Dedicating your time to animal care is a noble and valuable goal, and being a veterinarian or veterinary technician is a wonderful and fulfilling choice. However, before you decide to commitment yourself to this career path, have you asked yourself some important questions? There are so many excellent reasons to become a vet, but before you do take some time to consider the following and think about if this is the right track for you.
Are you in a position to take on student debt? Unless you are in a uniquely financially secure position, it is likely that pursuing veterinary medicine will result on taking on student loan debt. And it is not an insubstantial amount. According to The American Veterinary Medical Association almost 90% of students will need to borrow either private or government loans. And the debt from those who borrowed was averaged at around $183,014. This could be a financial burden and you should consider the pros and cons of pursuing this career before shouldering this large amount.
Are you familiar with how much starting veterinarians make? We made a handy guide to vet salaries that would be helpful to peruse after considering whether or not you’ll take on student loan debt. This will be important to consider when balancing the debt to income ratio. Depending on what kind of animal care you are looking to provide, you can accept a starting salary of around $85,000. Being a vet is a well-paying career, but it will take time and effort to get to a position where you’ll be earning comfortably.
What does your self-care look like? When considering the things that are most important to you where is your highest priority set? A career in animal care often means that time management and life balance are called into question. When launching your career in veterinary medicine it might mean sacrificing as much time you’ve preciously spent with your friends and family. You will need to work hard to find the right balance of work and family.
Do you know if you want to pursue a specialty? There are a number of paths to consider after embarking on your veterinary medicine career. If you are looking to become a board-certified veterinary diplomat that translates into numerous supplementary hours of training, study, and clinical practice. The benefit of pursuing a specialty often means that you will earn a much higher salary, however this also means that at the offset you will be incurring additional educational costs. Think seriously about what specialty you want to pursue and create a plan based upon that choice on how to most effectively achieve this goal.
Are you interested in owning your own practice? Similarly to deciding whether or not you are interested in pursuing a specialty, it is best to decide early whether or not you see yourself as the owner of a practice. Like dedicating yourself to a specialty, it can be a costly endeavor to start your own practice at the beginning. However, the benefit is that the amount you earn will be substantially higher in the long run. Like deciding on your specialty, if you decide that you see yourself owning your own practice make a plan and start saving early for this future ambition.
Are you willing to relocate? Just like it depends on what kind of animal care you want to practice, where you practice also factors into how much you make. Depending on what state you practice in, you could make considerably less in the area you are now than making the choice to move. If you are determined to remain in your area despite it being a more saturated location or lower paying, make sure to work on building and maintaining your network. We discussed the importance of networking previously [link out] and you can utilize this source to find a higher paying position or get better information about open positions in your area. But if you are looking to earn more at a faster pace, it could benefit you to move to areas where the need for vets are in greater demand.
How well do you handle stress? The benefits of becoming a veterinarian are numerous and considerable, but practicing animal care is both emotionally and physically stressful. It is a job that requires a tremendous amount of commitment with long hours, emotional and sad scenarios, and having to interact with upset pet owners that might transfer their frustration, anger, or sadness directly on you. Suffering from depression is often reported from vets. It is essential that you evaluate how you practice self-care and be honest with yourself if you can handle the emotional and physical demands of the job.
Becoming a veterinarian is a wonderful pursuit and is a rewarding and often lucrative career. Often times, people practicing veterinary medicine believe that the sacrifices you have to make in order to become a vet are outweighed by the benefits. Just take the time to consider the above before starting on your path.
● ● ● ●
What needs to be done: Please mark each statement yes or no according to the article on becoming a veterinarian, and quote the article's words that decide each one. 1. Almost 90% of veterinary students will need to borrow loans. 2. Starting your own practice is inexpensive at the beginning. 3. A starting veterinarian can accept a salary of around $85,000.

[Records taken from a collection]
● ● ● ●
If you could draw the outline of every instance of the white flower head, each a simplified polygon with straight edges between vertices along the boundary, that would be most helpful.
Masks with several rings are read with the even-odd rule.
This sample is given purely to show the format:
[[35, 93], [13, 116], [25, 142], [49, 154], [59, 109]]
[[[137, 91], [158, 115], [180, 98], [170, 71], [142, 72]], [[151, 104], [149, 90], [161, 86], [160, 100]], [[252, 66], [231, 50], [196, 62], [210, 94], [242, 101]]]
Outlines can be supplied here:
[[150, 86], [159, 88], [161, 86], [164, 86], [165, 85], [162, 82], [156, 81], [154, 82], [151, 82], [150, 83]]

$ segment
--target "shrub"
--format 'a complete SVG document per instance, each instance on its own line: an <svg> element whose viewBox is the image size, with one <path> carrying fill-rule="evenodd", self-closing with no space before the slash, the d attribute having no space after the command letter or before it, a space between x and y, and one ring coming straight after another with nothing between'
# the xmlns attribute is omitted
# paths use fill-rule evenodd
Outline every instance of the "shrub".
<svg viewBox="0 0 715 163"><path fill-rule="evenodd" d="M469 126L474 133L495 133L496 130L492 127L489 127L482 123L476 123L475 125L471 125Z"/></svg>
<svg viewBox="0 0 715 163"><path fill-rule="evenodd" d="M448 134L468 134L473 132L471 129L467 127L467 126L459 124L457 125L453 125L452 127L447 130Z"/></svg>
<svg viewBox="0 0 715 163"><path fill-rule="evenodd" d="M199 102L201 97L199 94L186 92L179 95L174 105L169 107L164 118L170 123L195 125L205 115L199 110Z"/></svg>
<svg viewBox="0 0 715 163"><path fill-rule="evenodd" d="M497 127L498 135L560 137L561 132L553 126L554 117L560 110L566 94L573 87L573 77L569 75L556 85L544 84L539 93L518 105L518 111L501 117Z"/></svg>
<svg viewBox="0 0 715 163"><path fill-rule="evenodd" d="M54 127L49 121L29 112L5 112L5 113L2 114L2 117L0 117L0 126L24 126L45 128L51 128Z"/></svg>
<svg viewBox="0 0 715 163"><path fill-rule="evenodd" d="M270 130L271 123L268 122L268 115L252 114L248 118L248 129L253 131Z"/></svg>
● ● ● ●
Solution to this exercise:
1. Yes: "almost 90% of students will need to borrow either private or government loans"
2. No: "it can be a costly endeavor to start your own practice at the beginning"
3. Yes: "you can accept a starting salary of around $85,000"